Work to complete:
Extract every record below and reproduce each one word for word, without changing anything.

Saved data entries:
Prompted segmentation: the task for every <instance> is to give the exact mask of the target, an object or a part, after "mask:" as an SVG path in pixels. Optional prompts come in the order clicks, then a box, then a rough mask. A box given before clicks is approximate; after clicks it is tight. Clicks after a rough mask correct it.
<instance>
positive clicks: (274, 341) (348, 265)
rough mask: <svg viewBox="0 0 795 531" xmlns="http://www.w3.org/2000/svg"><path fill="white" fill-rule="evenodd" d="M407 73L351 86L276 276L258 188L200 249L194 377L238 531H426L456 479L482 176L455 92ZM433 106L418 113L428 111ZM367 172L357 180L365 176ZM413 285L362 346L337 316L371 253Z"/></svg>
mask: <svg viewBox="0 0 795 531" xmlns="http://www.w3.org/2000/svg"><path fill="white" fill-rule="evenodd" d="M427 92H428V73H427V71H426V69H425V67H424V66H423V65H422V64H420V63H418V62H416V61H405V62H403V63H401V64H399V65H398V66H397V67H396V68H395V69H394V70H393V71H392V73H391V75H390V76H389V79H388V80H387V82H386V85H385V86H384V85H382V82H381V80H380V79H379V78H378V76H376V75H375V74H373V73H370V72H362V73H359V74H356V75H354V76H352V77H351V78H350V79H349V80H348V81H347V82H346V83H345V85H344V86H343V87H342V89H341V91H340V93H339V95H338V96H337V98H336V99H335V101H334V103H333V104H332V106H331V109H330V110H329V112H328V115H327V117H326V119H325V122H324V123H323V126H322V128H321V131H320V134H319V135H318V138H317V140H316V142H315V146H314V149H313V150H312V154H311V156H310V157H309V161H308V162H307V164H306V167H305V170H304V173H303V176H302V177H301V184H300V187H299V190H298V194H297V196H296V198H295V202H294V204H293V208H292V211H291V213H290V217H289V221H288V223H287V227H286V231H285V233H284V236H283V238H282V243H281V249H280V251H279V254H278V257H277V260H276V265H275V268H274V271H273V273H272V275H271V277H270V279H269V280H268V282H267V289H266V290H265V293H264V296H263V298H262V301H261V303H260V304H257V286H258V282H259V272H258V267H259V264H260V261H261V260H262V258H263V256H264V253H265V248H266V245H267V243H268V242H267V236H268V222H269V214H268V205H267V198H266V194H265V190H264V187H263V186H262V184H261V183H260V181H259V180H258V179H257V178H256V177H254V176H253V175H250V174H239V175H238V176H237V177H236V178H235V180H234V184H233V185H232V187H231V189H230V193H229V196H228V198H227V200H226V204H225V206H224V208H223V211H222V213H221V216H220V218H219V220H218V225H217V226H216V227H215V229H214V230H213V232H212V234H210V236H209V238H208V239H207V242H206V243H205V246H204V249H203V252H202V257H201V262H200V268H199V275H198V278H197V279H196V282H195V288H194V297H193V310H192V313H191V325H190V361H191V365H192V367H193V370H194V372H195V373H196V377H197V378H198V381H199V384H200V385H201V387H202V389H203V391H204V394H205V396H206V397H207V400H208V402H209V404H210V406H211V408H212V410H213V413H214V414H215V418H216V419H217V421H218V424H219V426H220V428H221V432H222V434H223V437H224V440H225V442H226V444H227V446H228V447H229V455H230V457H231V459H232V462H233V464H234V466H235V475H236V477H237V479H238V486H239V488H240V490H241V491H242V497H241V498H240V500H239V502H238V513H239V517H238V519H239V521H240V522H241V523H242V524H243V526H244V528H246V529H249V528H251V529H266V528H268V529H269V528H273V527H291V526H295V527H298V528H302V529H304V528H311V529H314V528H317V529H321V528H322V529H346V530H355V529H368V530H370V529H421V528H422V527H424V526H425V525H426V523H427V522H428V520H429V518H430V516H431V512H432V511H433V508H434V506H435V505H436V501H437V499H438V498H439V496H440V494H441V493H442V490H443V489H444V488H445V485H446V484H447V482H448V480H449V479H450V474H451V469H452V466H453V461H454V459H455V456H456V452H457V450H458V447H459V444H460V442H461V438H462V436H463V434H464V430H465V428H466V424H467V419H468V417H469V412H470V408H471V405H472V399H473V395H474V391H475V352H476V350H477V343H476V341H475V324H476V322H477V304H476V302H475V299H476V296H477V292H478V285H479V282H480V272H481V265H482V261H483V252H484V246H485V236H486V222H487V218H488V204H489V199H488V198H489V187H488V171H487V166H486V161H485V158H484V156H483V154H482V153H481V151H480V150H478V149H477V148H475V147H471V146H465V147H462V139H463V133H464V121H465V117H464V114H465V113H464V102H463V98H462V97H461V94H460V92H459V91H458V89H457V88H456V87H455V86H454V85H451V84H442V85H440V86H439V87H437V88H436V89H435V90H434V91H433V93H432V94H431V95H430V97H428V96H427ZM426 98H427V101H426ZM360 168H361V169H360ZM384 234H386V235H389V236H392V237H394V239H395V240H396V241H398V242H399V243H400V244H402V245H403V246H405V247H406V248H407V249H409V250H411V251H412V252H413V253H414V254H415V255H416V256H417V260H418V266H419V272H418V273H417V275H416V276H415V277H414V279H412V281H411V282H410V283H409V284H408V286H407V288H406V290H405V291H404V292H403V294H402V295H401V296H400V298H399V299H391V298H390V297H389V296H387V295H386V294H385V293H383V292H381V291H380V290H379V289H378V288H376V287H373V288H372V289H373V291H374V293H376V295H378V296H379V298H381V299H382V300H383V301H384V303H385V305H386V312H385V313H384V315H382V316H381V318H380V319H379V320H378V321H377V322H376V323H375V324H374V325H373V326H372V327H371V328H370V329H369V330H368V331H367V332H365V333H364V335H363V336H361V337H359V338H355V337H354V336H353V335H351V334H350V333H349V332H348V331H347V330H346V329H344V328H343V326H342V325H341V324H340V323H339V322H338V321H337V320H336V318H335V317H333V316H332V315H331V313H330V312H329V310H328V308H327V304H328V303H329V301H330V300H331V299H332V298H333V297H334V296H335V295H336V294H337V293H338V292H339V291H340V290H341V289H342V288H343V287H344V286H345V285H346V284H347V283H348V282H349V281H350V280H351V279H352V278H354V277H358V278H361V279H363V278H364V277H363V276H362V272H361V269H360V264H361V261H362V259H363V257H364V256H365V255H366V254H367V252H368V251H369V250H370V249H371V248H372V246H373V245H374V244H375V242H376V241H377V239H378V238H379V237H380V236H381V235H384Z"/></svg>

Solution to this task:
Prompted segmentation: the task for every <instance> is to give the exact mask of the target, an object or a part, after "mask:" as an SVG path in pixels. Optional prompts come in the order clicks, then a box, then a rough mask. A box given before clicks is approximate; after clicks it is tight. Clicks after a rough mask correct it.
<instance>
positive clicks: (274, 341) (348, 265)
rough mask: <svg viewBox="0 0 795 531" xmlns="http://www.w3.org/2000/svg"><path fill="white" fill-rule="evenodd" d="M407 73L351 86L276 276L258 188L200 249L194 377L238 531H426L456 479L482 176L455 92ZM433 106L418 113L428 111ZM367 172L357 180L365 176ZM413 285L362 346L337 316L371 253Z"/></svg>
mask: <svg viewBox="0 0 795 531" xmlns="http://www.w3.org/2000/svg"><path fill="white" fill-rule="evenodd" d="M427 92H428V73H427V71H426V69H425V67H424V66H423V65H422V64H420V63H418V62H416V61H405V62H403V63H401V64H399V65H398V66H397V67H396V68H395V69H394V70H393V71H392V73H391V75H390V76H389V79H388V80H387V82H386V85H385V86H384V85H382V82H381V80H380V79H379V78H378V76H376V75H375V74H373V73H370V72H362V73H359V74H356V75H354V76H352V77H351V78H350V79H349V80H348V81H347V82H346V83H345V85H344V86H343V87H342V89H341V91H340V93H339V95H338V96H337V98H336V99H335V101H334V103H333V104H332V106H331V109H330V110H329V112H328V115H327V117H326V119H325V122H324V123H323V126H322V128H321V131H320V134H319V135H318V138H317V140H316V142H315V146H314V149H313V150H312V154H311V156H310V157H309V161H308V162H307V164H306V167H305V170H304V173H303V176H302V177H301V184H300V187H299V190H298V194H297V196H296V198H295V202H294V204H293V208H292V211H291V213H290V217H289V221H288V223H287V227H286V231H285V233H284V236H283V238H282V243H281V249H280V251H279V254H278V257H277V260H276V265H275V268H274V271H273V273H272V275H271V277H270V279H269V280H268V282H267V289H266V290H265V293H264V296H263V298H262V301H261V303H260V304H257V286H258V282H259V272H258V267H259V264H260V261H261V260H262V258H263V256H264V253H265V248H266V245H267V243H268V242H267V236H268V222H269V214H268V205H267V198H266V194H265V190H264V187H263V186H262V184H261V183H260V181H259V180H258V179H257V178H256V177H254V176H253V175H250V174H239V175H238V176H237V177H236V178H235V180H234V184H233V185H232V187H231V189H230V193H229V196H228V198H227V200H226V204H225V206H224V208H223V211H222V213H221V216H220V218H219V220H218V225H217V226H216V227H215V229H214V230H213V232H212V234H210V236H209V238H208V239H207V242H206V243H205V246H204V249H203V252H202V257H201V262H200V268H199V275H198V278H197V279H196V282H195V288H194V297H193V310H192V313H191V325H190V361H191V365H192V367H193V370H194V372H195V373H196V377H197V378H198V381H199V384H200V385H201V387H202V389H203V391H204V394H205V396H206V397H207V400H208V402H209V404H210V406H211V408H212V410H213V413H214V414H215V418H216V419H217V421H218V424H219V426H220V428H221V432H222V434H223V437H224V440H225V442H226V444H227V446H228V447H229V455H230V457H231V459H232V462H233V464H234V466H235V475H236V477H237V479H238V486H239V488H240V490H241V491H242V497H241V498H240V500H239V502H238V513H239V517H238V519H239V521H240V522H241V523H242V524H243V526H244V528H246V529H249V528H251V529H266V528H268V529H269V528H273V527H291V526H295V527H298V528H302V529H304V528H311V529H314V528H317V529H321V528H322V529H346V530H355V529H368V530H370V529H421V528H422V527H424V526H425V525H426V523H427V522H428V520H429V518H430V516H431V512H432V511H433V508H434V506H435V505H436V501H437V499H438V498H439V496H440V494H441V493H442V490H443V489H444V488H445V485H446V484H447V482H448V480H449V479H450V474H451V469H452V466H453V461H454V459H455V456H456V452H457V450H458V447H459V444H460V442H461V438H462V436H463V434H464V430H465V428H466V424H467V419H468V417H469V412H470V408H471V405H472V399H473V395H474V391H475V352H476V350H477V343H476V341H475V324H476V322H477V304H476V302H475V299H476V296H477V292H478V285H479V282H480V272H481V265H482V261H483V252H484V246H485V236H486V222H487V218H488V204H489V199H488V198H489V187H488V171H487V166H486V161H485V158H484V156H483V154H482V153H481V151H480V150H478V149H477V148H475V147H471V146H465V147H462V139H463V133H464V121H465V117H464V114H465V113H464V102H463V98H462V97H461V94H460V92H459V91H458V89H457V88H456V87H455V86H454V85H451V84H442V85H440V86H439V87H437V88H436V89H435V90H434V91H433V93H432V94H431V95H430V97H428V96H427ZM426 98H427V101H426ZM360 168H361V169H360ZM384 234H386V235H389V236H392V237H394V239H395V240H396V241H398V242H399V243H400V244H402V245H403V246H405V247H406V248H407V249H409V250H411V251H412V252H413V253H414V254H415V255H416V256H417V260H418V266H419V272H418V273H417V275H416V276H415V277H414V279H412V281H411V282H410V283H409V284H408V286H407V288H406V290H405V291H404V292H403V294H402V295H401V296H400V298H399V299H391V298H390V297H389V296H387V295H386V294H385V293H383V292H381V291H380V290H379V289H378V288H376V287H373V288H372V289H373V291H374V293H376V295H378V296H379V298H381V299H382V300H383V301H384V303H385V305H386V312H385V313H384V315H382V316H381V318H380V319H379V320H378V321H377V322H376V323H375V324H374V325H373V326H372V327H371V328H370V329H369V330H368V331H367V332H365V333H364V335H363V336H361V337H359V338H355V337H354V336H353V335H351V334H350V333H349V332H348V331H347V330H346V329H344V328H343V326H342V325H341V324H340V323H339V322H338V321H337V320H336V318H335V317H333V316H332V315H331V313H330V312H329V310H328V308H327V304H328V303H329V301H330V300H331V299H332V298H333V297H334V296H335V295H336V294H337V293H338V292H339V291H340V290H341V289H342V288H343V287H344V286H345V285H346V284H347V283H348V282H349V281H350V280H351V279H352V278H354V277H358V278H361V279H363V278H364V277H363V276H362V272H361V269H360V264H361V261H362V259H363V257H364V256H365V255H366V254H367V252H368V251H369V250H370V249H371V248H372V246H373V245H374V244H375V242H376V241H377V239H378V238H379V237H380V236H381V235H384Z"/></svg>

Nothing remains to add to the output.